(SELECTED EXCERPT)
◇ ◇ ◇ ◇ ◇

Depending on the client or the number of images on the site the huge JPEG could be a crippling performance issue, or even a “site doesn’t work at all” issue.


Interesting. I've never heard of this, but it makes some sense: the point of lossy image compression is to provide a better quality/size ratio than downscaling.


> But variable block size adds overhead for very small images.

What kind of overhead?

The extra code shouldn't make a big difference if nothing is running it.

And space-wise, it should only cost a few bits to say that the entire image is using the smallest block size.

Is the worry just about complicating hardware decoders?


I still remember when my pc would take 24 hours to compress a dvd to a high quality h264 mkv, sure you could squeeze it down with fast presets in handbrake but the point was transparency. Now I'm sure for most normal pc's the time to compress at the same quality with h.265 is the same 24 hours, in 4k, even longer, I'm sure h266 would take more than twice as long easily.

Early pc's had separate and very expensive mpeg decode boards just to decode dvd, creative sold a set, the cpu simply couldn't even handle mpeg 2. I know its hard to believe but there was a time when playing back an mp3 was a big ask, all these algorithms could be made long ago, but they would have been impractical fantasy. Only now are we seeing real partial cheated resolution ray tracing in modern high end gaming hardware now which is a good comparison, ray tracing has been with us for a long time, only hardware advancement over decades has made it viable.

◇ ◇ ◇ ◇ ◇

(MATERIAL SUPPLIED)
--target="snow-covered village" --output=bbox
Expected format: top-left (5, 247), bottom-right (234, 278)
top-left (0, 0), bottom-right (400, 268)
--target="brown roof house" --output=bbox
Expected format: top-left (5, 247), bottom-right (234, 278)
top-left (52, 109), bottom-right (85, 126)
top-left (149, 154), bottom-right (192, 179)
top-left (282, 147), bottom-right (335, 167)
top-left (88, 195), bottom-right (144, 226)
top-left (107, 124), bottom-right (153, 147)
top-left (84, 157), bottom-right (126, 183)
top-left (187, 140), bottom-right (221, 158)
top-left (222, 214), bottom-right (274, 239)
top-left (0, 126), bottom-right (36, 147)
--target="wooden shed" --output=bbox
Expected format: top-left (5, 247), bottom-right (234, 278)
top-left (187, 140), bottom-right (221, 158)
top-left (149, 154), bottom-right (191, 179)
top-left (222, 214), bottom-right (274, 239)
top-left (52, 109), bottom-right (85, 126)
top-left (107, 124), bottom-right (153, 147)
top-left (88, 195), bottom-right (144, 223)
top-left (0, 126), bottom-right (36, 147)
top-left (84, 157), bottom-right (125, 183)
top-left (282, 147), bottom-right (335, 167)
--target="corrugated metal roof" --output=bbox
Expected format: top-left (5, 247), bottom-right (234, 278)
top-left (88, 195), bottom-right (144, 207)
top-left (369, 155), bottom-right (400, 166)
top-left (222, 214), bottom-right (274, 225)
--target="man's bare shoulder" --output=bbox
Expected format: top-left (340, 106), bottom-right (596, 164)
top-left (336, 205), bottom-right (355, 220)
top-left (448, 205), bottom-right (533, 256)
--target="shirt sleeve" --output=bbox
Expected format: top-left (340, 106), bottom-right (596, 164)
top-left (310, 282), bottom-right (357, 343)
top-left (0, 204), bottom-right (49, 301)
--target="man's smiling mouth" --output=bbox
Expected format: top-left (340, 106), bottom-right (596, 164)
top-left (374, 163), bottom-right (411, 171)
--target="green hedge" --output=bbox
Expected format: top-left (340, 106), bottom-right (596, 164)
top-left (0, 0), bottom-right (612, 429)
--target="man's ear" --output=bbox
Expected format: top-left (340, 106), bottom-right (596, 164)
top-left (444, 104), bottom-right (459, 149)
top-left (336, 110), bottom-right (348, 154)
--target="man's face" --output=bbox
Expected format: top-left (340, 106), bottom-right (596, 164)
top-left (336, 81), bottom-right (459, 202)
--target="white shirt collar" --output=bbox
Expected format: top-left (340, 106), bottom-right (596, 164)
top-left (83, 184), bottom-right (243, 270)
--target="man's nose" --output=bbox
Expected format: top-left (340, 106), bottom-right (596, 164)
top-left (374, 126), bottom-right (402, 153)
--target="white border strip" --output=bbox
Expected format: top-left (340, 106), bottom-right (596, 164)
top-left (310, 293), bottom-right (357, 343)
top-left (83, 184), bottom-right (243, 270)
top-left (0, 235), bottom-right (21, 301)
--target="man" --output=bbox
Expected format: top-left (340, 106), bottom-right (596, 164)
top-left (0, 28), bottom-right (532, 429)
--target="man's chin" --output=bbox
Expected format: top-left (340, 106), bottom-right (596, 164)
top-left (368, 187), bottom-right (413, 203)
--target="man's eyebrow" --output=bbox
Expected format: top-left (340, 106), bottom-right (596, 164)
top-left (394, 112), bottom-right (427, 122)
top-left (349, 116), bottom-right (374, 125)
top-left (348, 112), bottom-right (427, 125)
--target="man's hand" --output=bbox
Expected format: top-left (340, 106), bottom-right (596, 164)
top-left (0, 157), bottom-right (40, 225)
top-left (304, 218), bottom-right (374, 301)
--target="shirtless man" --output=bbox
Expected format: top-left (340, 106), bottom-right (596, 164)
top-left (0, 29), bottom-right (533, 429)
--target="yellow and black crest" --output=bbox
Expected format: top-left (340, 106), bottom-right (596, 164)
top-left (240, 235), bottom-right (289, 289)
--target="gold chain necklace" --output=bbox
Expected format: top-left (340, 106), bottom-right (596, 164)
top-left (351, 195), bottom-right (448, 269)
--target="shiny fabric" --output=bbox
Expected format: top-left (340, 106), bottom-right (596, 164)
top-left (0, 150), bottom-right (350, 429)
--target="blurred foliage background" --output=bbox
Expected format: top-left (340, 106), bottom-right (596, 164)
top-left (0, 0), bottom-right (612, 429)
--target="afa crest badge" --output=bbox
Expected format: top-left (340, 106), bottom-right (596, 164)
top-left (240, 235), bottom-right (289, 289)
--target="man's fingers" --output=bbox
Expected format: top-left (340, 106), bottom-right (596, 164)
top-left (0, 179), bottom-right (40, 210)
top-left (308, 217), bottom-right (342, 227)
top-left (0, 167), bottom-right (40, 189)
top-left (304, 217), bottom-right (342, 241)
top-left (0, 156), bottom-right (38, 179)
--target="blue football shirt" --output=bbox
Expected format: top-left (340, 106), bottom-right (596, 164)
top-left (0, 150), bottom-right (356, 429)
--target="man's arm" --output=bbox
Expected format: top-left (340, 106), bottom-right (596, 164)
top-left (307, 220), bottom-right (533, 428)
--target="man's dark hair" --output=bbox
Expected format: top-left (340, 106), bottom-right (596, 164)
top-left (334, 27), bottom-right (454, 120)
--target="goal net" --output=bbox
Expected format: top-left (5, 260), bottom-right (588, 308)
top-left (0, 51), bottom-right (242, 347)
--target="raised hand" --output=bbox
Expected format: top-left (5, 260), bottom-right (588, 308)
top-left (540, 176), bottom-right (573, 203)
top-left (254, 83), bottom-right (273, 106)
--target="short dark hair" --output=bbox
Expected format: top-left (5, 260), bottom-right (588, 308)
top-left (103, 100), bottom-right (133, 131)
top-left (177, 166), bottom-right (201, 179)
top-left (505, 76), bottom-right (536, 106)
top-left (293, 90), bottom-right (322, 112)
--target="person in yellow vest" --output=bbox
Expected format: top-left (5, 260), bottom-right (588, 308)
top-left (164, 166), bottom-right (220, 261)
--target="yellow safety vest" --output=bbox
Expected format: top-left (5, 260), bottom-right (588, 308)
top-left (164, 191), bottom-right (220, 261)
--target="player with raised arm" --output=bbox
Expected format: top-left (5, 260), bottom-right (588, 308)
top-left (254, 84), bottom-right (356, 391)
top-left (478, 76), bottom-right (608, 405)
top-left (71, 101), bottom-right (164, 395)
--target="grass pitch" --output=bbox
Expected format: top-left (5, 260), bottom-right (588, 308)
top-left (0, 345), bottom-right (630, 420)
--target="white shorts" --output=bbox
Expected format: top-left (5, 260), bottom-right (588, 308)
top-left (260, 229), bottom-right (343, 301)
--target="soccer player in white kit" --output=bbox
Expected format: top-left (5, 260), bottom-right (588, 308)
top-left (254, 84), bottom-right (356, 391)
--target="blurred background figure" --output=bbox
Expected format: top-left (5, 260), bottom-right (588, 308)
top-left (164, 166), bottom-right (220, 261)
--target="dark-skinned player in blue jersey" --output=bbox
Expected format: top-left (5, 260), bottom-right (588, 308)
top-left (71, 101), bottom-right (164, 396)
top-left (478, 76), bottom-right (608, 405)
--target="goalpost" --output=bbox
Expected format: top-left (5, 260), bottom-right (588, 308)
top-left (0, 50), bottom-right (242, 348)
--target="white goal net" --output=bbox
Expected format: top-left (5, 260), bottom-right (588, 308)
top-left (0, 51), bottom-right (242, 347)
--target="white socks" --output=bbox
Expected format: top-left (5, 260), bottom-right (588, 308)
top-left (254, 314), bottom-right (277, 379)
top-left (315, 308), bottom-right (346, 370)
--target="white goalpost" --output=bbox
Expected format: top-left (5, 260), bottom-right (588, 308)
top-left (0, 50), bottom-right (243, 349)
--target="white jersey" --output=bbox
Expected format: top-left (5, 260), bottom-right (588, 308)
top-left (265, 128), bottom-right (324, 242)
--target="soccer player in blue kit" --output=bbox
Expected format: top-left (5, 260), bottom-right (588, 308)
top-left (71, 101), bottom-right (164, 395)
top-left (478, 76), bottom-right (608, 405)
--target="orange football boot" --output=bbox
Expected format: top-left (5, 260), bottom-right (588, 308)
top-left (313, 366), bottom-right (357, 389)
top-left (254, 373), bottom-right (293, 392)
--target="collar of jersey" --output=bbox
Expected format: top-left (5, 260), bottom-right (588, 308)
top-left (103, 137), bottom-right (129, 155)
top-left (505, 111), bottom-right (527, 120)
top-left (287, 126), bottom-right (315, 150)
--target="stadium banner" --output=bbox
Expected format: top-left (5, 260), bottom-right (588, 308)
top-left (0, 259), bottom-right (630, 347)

◇ ◇ ◇ ◇ ◇

(DIRECTIVE 1)
In the discussion of image and video compression, translate this sentence into Spanish: "The extra code shouldn't make a big difference if nothing is running it."
(DIRECTIVE 2)
Extend the discussion of image and video compression, picking up right after its final sentence.

(EXERCISE ANSWER 1)
El código adicional no debería suponer una gran diferencia si nada lo está ejecutando.

(EXERCISE ANSWER 2)
It amused me that they claimed 4k uhd h265 is now 10GB for a movie, that's garbage bitrate, they always ask too much of these codecs.


> I know its hard to believe but there was a time when playing back an mp3 was a big ask

can confirm. audio playback would stutter on my 486dx if one dared to multitask.


Good compression is quite complex and can go wrong in an unimaginable variety of ways. Remember when Xerox copiers would copy numbers incorrectly due to compression? The numbers would look clear, they just wouldn't always be the same numbers that you started with.

https://www.theregister.com/2013/08/06/xerox_copier_flaw_mea...


Xerox problem stemmed from simple replacement of "recognized" numbers with learned dictionary. Good implementation would use learned alphabet atlas as a supplement, encoding difference between guess and source image. That way even predicted 0 instead of 8 wouldnt be catastrophic with encoder filling in missing detail.


> Like, why couldn't have H.266 been invented 30 years ago? Is it because the computers back in the day wouldn't have been fast enough to realistically use it?

Here's something to consider:

In 1995, a typical video stream was 640 x 480 x 24fps. That's 7,372,800 pixels per second.

In 2020, we have some content that's 7680 x 4320 x 120fps. That's 3,981,312,000 pixels per second, or a 540 fold increase in 25 years.

The massive increase in image size actually makes it easier to use high compression ratios. I found this out the hard way recently, when I was trying to compress and email a powerpoint presentation that a coworker had presented on video. In a nutshell, the powerpoint doc with it's sharp edges and it's low resolution made it difficult to compress.

Increase framerate plays a factor too; due to decades of research on motion interpolation, algorithms have become quite good at guessing what content can be eliminated from a moving stream.


Compression is AI. It’s never going to be “all” figured out.


Another way if saying it is that compression is understanding.


Lossy compression is, I feel compelled to add.


Actually both! Arithmetic coding works over any kind of predictor.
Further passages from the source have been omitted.